WHAT TO DO:
The line containing "Each pair is formatted like [168, 35]." marks the end, so write out exactly every line from the top of the entries below through that one.

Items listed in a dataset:
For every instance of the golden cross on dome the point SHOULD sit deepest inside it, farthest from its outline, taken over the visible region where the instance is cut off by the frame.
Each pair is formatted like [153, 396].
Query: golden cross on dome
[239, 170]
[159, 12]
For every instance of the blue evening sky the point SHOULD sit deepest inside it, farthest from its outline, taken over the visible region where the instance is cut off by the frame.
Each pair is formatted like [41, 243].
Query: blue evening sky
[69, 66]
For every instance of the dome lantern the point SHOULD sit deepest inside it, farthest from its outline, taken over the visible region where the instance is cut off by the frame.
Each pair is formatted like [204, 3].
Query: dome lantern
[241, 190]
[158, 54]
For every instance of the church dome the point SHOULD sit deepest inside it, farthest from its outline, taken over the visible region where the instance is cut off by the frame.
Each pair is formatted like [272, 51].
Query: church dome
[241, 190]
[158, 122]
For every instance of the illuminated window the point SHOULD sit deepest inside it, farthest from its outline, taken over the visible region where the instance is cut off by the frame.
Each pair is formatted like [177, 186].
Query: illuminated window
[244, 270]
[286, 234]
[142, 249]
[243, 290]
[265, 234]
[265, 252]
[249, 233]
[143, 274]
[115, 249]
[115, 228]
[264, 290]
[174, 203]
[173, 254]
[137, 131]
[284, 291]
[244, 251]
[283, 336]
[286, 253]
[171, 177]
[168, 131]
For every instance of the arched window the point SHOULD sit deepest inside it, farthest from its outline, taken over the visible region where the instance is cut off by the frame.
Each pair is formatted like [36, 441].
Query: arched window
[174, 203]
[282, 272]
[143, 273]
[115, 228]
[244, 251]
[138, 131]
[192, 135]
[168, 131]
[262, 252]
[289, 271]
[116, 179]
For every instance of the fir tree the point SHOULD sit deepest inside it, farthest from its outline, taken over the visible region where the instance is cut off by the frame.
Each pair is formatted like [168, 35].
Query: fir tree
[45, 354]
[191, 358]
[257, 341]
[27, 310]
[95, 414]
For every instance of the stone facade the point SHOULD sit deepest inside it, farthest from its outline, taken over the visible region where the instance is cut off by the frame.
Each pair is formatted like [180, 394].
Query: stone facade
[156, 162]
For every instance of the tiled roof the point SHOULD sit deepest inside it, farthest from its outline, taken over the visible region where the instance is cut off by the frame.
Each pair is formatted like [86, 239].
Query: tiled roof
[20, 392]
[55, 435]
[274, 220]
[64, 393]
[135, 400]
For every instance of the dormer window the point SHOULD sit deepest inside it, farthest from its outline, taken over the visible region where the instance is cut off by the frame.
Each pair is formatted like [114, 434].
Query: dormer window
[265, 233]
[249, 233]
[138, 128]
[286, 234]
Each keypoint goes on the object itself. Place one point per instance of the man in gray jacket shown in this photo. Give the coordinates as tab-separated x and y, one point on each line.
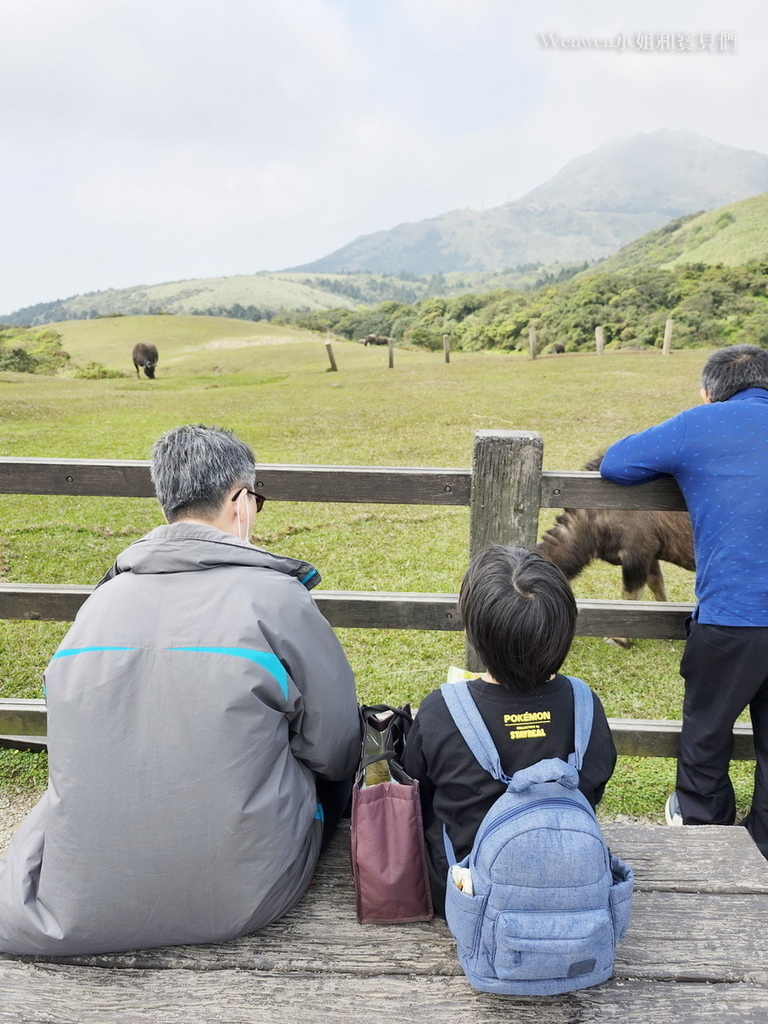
201	712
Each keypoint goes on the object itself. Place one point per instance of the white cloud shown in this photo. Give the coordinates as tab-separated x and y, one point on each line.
147	141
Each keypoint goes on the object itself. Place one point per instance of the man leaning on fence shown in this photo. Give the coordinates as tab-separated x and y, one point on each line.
202	724
718	454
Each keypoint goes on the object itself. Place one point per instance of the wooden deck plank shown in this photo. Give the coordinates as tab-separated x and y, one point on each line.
33	993
698	918
709	927
691	859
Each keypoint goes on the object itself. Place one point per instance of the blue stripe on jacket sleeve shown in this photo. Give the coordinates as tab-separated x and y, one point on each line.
266	659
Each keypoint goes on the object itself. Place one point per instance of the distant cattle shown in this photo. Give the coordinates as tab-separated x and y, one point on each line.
146	356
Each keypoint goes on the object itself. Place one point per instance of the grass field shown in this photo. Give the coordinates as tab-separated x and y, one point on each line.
272	386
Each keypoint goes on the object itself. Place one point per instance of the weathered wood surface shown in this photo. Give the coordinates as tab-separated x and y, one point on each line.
506	483
588	491
698	918
50	994
130	478
24	724
658	737
378	609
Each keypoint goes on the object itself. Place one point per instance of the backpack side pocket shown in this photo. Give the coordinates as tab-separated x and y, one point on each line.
464	915
620	896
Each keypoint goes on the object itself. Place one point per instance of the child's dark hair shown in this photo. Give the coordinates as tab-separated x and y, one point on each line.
519	614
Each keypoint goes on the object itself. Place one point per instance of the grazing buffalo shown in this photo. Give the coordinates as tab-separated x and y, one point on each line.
146	356
635	540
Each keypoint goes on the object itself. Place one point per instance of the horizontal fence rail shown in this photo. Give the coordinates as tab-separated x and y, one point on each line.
23	724
505	491
387	485
381	610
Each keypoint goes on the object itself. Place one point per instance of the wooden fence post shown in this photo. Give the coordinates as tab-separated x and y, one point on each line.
506	494
599	340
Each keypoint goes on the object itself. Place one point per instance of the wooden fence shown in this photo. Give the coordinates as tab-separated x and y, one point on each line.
505	489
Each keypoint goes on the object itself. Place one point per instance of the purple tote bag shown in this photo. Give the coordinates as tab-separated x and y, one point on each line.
387	836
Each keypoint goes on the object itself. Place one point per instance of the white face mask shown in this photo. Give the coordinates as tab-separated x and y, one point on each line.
241	518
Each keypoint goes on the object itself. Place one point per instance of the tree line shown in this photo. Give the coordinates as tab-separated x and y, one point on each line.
710	304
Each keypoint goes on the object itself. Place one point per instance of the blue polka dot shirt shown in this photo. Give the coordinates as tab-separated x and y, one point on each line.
718	454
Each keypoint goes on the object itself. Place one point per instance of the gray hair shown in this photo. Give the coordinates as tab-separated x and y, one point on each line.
194	468
734	369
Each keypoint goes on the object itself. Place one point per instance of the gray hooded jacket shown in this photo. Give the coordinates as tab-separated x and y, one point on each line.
190	706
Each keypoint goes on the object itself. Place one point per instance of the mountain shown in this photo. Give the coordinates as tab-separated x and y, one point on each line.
253	296
596	204
731	235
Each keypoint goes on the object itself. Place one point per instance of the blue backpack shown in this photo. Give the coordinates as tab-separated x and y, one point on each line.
549	901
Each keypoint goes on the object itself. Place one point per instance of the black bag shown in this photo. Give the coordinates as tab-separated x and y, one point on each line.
387	836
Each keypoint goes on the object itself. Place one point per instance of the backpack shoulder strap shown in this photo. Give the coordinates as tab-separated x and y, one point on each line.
469	722
584	708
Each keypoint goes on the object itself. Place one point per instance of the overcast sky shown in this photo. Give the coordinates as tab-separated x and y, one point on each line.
153	140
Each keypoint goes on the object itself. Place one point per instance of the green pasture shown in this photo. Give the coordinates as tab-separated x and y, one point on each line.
273	387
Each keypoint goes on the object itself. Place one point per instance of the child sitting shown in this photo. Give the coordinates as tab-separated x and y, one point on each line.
519	614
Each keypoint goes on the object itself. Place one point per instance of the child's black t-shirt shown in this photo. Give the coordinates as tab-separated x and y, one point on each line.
525	728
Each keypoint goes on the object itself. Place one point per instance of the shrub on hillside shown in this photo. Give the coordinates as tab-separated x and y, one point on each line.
32	351
17	359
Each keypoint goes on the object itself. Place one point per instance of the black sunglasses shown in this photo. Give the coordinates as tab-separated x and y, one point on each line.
259	499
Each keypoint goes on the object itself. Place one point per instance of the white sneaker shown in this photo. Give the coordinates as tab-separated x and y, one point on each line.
672	810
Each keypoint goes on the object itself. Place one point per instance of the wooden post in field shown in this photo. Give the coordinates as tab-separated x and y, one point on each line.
506	494
599	340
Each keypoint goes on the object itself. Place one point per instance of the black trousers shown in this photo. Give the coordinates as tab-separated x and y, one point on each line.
725	669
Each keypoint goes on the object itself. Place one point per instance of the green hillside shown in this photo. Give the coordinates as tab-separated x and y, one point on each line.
732	235
110	340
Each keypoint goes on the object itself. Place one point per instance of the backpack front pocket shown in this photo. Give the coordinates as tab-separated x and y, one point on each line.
559	945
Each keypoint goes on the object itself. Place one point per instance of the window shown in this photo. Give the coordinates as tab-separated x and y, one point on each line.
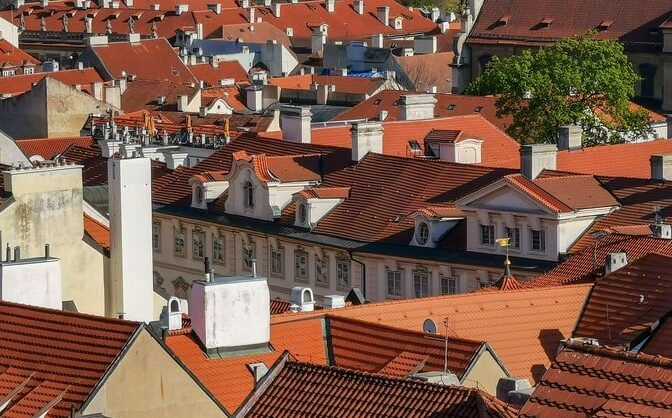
539	240
277	262
198	245
179	241
218	250
514	237
322	270
487	234
422	234
248	195
156	236
303	213
394	283
343	273
301	265
421	283
248	255
448	285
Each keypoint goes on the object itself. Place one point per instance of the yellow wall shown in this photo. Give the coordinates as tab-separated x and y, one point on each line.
485	374
148	383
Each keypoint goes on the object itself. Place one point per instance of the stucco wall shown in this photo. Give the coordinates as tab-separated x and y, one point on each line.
484	374
46	208
148	383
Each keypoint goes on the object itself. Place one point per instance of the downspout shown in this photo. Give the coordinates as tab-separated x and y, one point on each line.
363	272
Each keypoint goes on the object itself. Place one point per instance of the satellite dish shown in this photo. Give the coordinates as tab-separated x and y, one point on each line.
429	326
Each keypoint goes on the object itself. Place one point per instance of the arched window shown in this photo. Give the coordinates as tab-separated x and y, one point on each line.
248	194
648	73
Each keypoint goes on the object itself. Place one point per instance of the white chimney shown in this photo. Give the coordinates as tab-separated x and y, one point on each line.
130	203
359	6
231	313
366	137
295	123
569	137
417	106
537	157
383	14
614	262
301	299
661	167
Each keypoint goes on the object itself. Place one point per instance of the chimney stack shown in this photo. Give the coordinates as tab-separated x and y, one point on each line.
570	137
661	167
537	157
366	137
295	123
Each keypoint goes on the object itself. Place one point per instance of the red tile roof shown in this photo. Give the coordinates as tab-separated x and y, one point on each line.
22	83
625	304
446	105
97	231
385	187
13	56
376	348
142	60
225	69
623	160
48	148
536	319
345	393
588	264
631	24
60	356
597	381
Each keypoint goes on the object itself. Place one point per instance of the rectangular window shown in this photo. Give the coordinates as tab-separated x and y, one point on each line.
301	265
218	248
277	262
487	234
448	285
156	236
322	270
514	237
538	240
343	274
421	284
248	255
179	242
394	283
198	245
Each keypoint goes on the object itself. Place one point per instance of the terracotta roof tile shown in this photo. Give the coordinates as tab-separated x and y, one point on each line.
376	348
536	319
626	303
48	148
57	354
596	381
588	264
340	392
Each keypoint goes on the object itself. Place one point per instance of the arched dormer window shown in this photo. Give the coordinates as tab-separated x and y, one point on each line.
248	194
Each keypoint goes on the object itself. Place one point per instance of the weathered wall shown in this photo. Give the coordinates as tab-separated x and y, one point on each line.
148	383
46	208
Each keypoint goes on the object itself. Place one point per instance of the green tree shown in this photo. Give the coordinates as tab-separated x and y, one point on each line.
579	80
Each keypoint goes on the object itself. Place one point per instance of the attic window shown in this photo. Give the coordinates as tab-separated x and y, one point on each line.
606	24
414	145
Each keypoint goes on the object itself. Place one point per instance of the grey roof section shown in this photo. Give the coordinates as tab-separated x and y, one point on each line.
407	251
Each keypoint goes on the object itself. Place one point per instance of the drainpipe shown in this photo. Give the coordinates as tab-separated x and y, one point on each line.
363	272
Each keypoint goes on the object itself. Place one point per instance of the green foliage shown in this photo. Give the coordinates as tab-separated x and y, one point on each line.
579	80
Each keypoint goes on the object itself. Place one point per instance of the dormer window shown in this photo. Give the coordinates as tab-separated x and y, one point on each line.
422	233
248	195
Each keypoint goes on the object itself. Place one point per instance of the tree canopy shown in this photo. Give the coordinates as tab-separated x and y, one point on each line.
579	80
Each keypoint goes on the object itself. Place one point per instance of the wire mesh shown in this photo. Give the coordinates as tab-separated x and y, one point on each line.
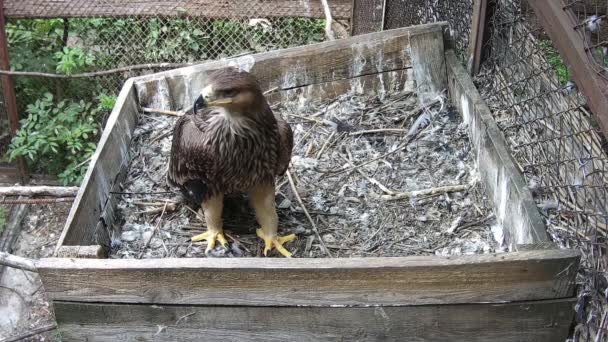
556	142
109	34
457	13
591	18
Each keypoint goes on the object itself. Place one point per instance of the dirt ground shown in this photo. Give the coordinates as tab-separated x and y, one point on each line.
23	304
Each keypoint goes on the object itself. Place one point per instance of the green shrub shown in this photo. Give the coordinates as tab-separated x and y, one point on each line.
61	136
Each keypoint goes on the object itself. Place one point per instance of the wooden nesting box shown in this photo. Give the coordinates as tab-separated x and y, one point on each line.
524	295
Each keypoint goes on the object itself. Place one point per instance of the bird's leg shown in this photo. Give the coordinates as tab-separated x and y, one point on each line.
262	201
212	209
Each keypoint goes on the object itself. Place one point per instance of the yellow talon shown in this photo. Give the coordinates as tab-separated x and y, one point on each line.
276	242
211	236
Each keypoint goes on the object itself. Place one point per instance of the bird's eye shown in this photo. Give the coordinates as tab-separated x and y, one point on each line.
229	93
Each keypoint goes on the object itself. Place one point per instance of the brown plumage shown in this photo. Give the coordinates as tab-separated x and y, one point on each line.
230	142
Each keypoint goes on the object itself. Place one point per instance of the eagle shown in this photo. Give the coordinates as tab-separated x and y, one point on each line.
231	142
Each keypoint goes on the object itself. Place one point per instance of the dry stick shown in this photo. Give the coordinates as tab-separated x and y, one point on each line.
161	111
17	262
96	73
320	121
30	333
371	180
320	153
271	90
312	222
58	191
37	200
160	220
379	130
328	21
425	192
398	149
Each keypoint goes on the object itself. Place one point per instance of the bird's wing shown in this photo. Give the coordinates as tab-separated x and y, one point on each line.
191	164
285	145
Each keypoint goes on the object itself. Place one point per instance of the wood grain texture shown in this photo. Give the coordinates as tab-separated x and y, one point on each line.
84	226
532	321
514	206
341	9
295	67
367	16
369	84
530	275
428	62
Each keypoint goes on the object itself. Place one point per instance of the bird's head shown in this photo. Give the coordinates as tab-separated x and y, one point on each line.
236	91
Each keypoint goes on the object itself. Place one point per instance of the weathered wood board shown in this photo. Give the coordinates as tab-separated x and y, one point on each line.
289	69
529	321
497	278
514	206
87	222
367	16
340	9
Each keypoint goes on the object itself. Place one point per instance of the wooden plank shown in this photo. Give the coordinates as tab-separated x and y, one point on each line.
377	84
530	275
367	16
340	9
296	67
110	158
558	24
515	208
529	321
477	37
428	62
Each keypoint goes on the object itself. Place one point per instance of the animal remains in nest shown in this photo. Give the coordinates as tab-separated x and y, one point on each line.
370	175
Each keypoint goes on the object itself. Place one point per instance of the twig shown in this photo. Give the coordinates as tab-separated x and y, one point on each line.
312	222
320	153
15	292
166	134
169	207
59	191
380	130
271	90
369	179
37	200
30	333
184	317
160	220
320	121
355	167
328	21
17	262
161	111
425	192
96	73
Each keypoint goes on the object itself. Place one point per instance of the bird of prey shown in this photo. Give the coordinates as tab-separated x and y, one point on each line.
231	142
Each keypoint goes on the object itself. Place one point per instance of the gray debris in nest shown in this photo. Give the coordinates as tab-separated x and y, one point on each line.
348	153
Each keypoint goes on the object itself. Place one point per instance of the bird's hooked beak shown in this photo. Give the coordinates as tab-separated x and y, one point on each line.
210	97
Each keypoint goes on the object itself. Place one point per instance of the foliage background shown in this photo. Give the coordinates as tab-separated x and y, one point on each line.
62	119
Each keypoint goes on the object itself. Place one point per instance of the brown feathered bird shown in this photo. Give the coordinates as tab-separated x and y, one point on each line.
231	142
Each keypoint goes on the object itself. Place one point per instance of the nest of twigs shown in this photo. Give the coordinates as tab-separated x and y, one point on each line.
370	176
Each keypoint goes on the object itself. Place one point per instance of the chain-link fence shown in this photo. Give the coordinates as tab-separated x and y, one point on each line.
591	18
552	134
132	38
557	144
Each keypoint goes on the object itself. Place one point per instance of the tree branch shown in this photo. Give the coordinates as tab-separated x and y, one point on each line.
95	73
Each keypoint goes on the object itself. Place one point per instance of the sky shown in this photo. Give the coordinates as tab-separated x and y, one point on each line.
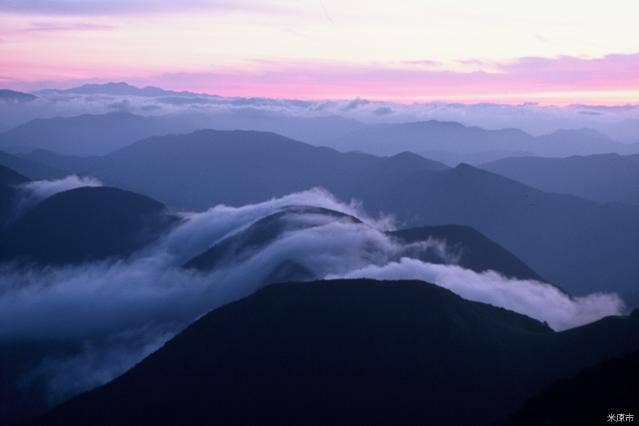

SOLUTION BELOW:
For every instance of the golden cross on dome the point SHOULD sit deepest inside it, farthest from its outline, taken over the visible region where the instance is cut off by the frame.
Each pair is formatted like [153, 396].
Query: golden cross on dome
[239, 170]
[159, 12]
For every instance of the blue evening sky the point SHOULD sit deepest inside it, farthest from its outline, taken over the visible region where the instance is cut off by the frame.
Each pair is formatted like [41, 243].
Query: blue evening sky
[69, 66]
For every instance of the dome lantern the point SHOULD sit deepest inside it, farthest from its outline, taken over the visible region where the instance is cut off by the frame.
Each pair is formatted like [204, 3].
Query: dome lantern
[241, 190]
[158, 54]
For every instance of the church dome the point SHOULD sit deepest inside it, farthest from its outline, taken over the visible region where the instance is cut off by the frame.
Each pair is formatted like [272, 51].
Query: church dome
[241, 190]
[158, 122]
For every instance of the illuminated window the point SHOULD sit deepest inside it, farthest from its outline, taken over the visible region where the instance is cut off by the frame.
Each pair is formatted like [177, 186].
Query: illuminated window
[244, 270]
[286, 234]
[142, 249]
[243, 290]
[265, 234]
[265, 252]
[249, 233]
[143, 274]
[115, 249]
[115, 228]
[264, 290]
[174, 203]
[173, 254]
[137, 131]
[284, 291]
[244, 251]
[283, 336]
[286, 253]
[171, 177]
[168, 131]
For every instance of the arched window the point SHOULD sit deepest inside it, farthest from its outline, taken over the visible region where the instance is cut off by the frame.
Each pair is formatted like [36, 441].
Query: arched window
[174, 203]
[282, 272]
[143, 273]
[115, 228]
[244, 251]
[138, 131]
[192, 135]
[168, 131]
[262, 252]
[289, 271]
[116, 179]
For every instance of the fir tree the point SHOULD sit deepest inside it, farthest from its outline, taken over the visible region where the instance is cut off by the frame.
Each pair is formatted like [168, 35].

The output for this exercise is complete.